▸ **Task set**
a – For the Bayesian A/B test code, decide whether each statement agrees with it: (i) each posterior is sampled 2000 times; (ii) the data for every week include week 1; (iii) lift is divided by the control conversion rate. Give yes or no and quote the deciding words of the code.
b – Extend the Bayesian A/B test code past its final line.

== Passage shown

For each week of experiment, the results will be calculated to show how each week effects the confidence and validaty of result.

In [26]:
prior_alpha, prior_beta, _, _ = beta.fit(prior_means, floc=0, fscale=1)

for i,week in enumerate(sorted(a_b_test['week'].unique()[a_b_test['week'].unique()>1])):
    experiment_data = a_b_test[(a_b_test['week'] > 1) & (a_b_test['week'] <= week)]
    control_data = experiment_data[experiment_data['group']=='control']['converted']
    treatment_data = experiment_data[experiment_data['group']=='treatment']['converted']

   # calculate conversion figures and rates and overall lift (the percentage difference in conversion rate between control and treatment versions)
    control_converted = control_data.sum()
    treatment_converted = treatment_data.sum()
    control_non_converted = len(control_data) - control_converted
    treatment_non_converted = len(treatment_data) - treatment_converted
    control_conversion = round(control_data.sum() * 100/ len(control_data), 3)
    treatment_conversion = round(treatment_data.sum() * 100/ len(treatment_data), 3)
    lift = round((treatment_conversion - control_conversion) / control_conversion , 3)

    # calculate posterior parameters with conversion rates
    posterior_control = beta(prior_alpha + control_converted, prior_beta + control_non_converted)
    posterior_treatment = beta(prior_alpha + treatment_converted, prior_beta + treatment_non_converted)

    # sample from posteriors
    control_samples = posterior_control.rvs(2000)
    treatment_samples = posterior_treatment.rvs(2000)
    probability = np.mean(treatment_samples > control_samples)

    # calculate mean and variance of the posterior for control and treatment groups
    (control_mu), (control_var) = posterior_control.stats()

====
== Dataset rows

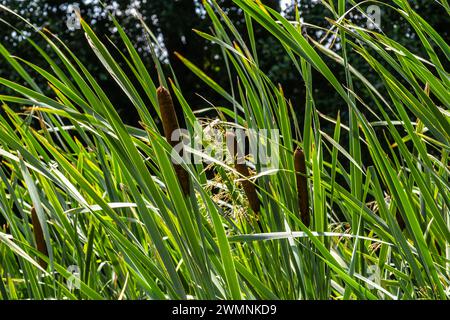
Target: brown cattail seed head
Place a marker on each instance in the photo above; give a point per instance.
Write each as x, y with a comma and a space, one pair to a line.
39, 237
302, 185
170, 124
239, 165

====

▸ **Answers below**
a –
(i) Yes: "posterior_control.rvs(2000)" and "posterior_treatment.rvs(2000)".
(ii) No: "(a_b_test['week'] > 1)".
(iii) Yes: "(treatment_conversion - control_conversion) / control_conversion".

b –
    (treatment_mu), (treatment_var) = posterior_treatment.stats()
    lift_percentage = (treatment_samples - control_samples) / control_samples

    if i == 2:
        i = round((datetime.strptime(a_b_test["timestamp"].max(), '%Y-%m-%d %H:%M:%S.%f') - datetime.strptime(a_b_test["timestamp"].min(), '%Y-%m-%d %H:%M:%S.%f'))/ timedelta(weeks=1),2) - 1
    else:
        i = i+1

    print(f"\nRunning the experiment for {i} weeks","\n", f"Probability that the treatment > control: {probability*100:.2f}%","\n", f"by this much lift: {lift*100:.2f}%")
    print(f"Control Posterior: Mean: {control_mu:.3f}, Variance: {control_var:.8f}") 
    print(f"Treatment Posterior: Mean: {treatment_mu:.3f}, Variance: {treatment_var:.8f}") 



Running the experiment for 1 weeks 
 Probability that the treatment > control: 25.60% 
 by this much lift: -1.20%
Control Posterior: Mean: 0.120, Variance: 0.00000217
Treatment Posterior: Mean: 0.118, Variance: 0.00000215

Running the experiment for 2 weeks 
 Probability that the treatment > control: 18.00% 
 by this much lift: -1.20%
Control Posterior: Mean: 0.121, Variance: 0.00000112
Treatment Posterior: Mean: 0.119, Variance: 0.00000111

Running the experiment for 2.14 weeks 
 Probability that the treatment > control: 12.80% 
 by this much lift: -1.40%
Control Posterior: Mean: 0.121, Variance: 0.00000102
Treatment Posterior: Mean: 0.119, Variance: 0.00000101


__Treatment__: button changed colour from blue to green. No other changes to the webpage or it’s content.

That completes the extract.